### Document text
Monday, May 28, 2007

Have you been here, Mumbaikar ?

Most of these places are on Mumbai’s tourist circuit or listed in the Lonely Planet. They are popular with tourists but Mumbaikars have no time to visit them due to their busy and hectic life in the city. Here are ten such places and if you have not been here, it is still not too late as all are worth a dekko.

Banganga Tank and Temple Precinct

Banganga located at Walkeshwar is a rectangular water tank surrounded by stone steps. It was originally constructed during the era of the Silhara dynasty (810-1240 A.D.). It is located within a temple precinct with eight temples like the Walukeshwar, Venkateshwar Balaji and Rameshwar temples. Go here and you will be far away from the city noise with just serene water and occasional quacking of ducks and geese for company.

Borivali National Park

Mumbai’s biggest ‘green lung’, this forest covers 140 sq kms and is home to more than 1000 species of plants, 40 species of mammals and 251 species of birds. Kanheri caves that date back from the 1st to 9th century are also located in this forest.

### Dataset excerpt
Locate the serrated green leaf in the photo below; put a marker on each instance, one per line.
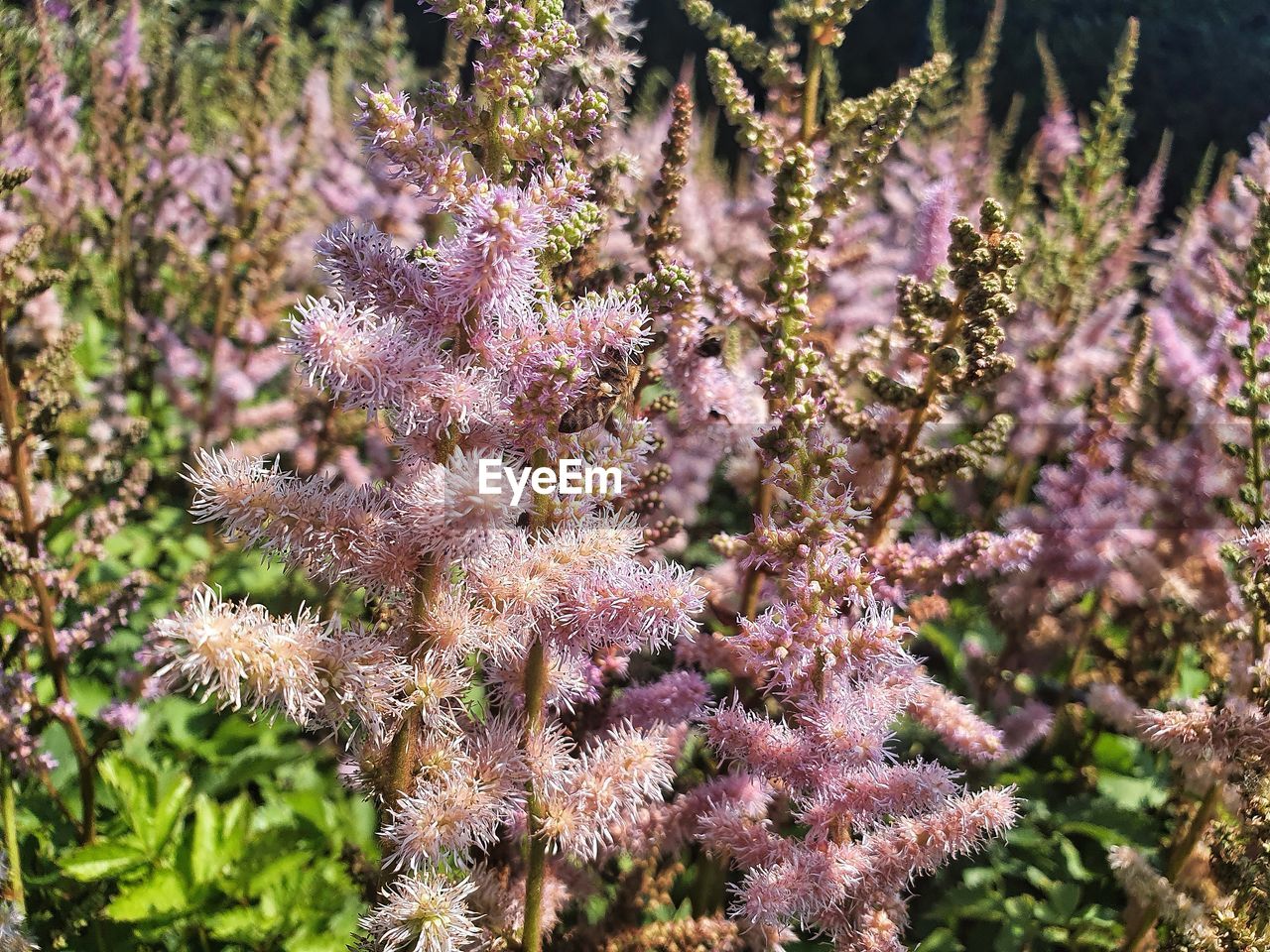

### Requirements
1 > According to the Mumbai sightseeing post, during which dynasty's era was the Banganga tank originally constructed?
2 > Take the Mumbai sightseeing post further, starting after its last sentence.
The listing isn't needed for what comes next.

### Responses to the tasks
1 > The Silhara dynasty (810-1240 A.D.).

2 >
Khotachi Wadi and Matharpakhadi

Walk around these heritage precincts located in Girgaon and Mazgaon before they vanish. Both these ‘quartiers’ have some quaint 19th century built houses with beautiful balconies, verandahs and wooden staircases. Wander around through the narrow lanes and the quietude will make you feel that you are not in Mumbai.

Haji Ali Dargah

You must have seen this early 19th century shrine from the bus on your way to work or home but have never visited it. Built in the Indo-Islamic style, this is the tomb of the Muslim Sufi saint Hazrath Haji Ali. A narrow walkway through the sea not accessible during high tide would lead you to the dargah which is on an island in the middle of the Arabian Sea.

Chhatrapati Shivaji Maharaj Vastu Sangrahalaya.

The Museum located near Kala Ghoda was designed by George Wittet in the Indo-Saracenic style. It was built in 1914 but formally opened in 1923. The museum has a vast and rare collection of antiques, Indian miniature paintings, sculptures, a natural history section, Nepali and Tibetan art, decorative art, bronzes, textiles and much more. You might need more than a day to see this place thoroughly.

Mani Bhavan

Mani Bhavan is located on Laburnum Road at Gamdevi. The residence of Shri Revashanker Jhaveri, it served as Gandhiji’s headquarters in Mumbai from 1917-1934. It is now converted into a museum that houses a research library, a photo display gallery, an exhibition in mini-figures on Gandhiji’s life called Glimpses of Gandhi, an auditorium and Gandhiji’s room.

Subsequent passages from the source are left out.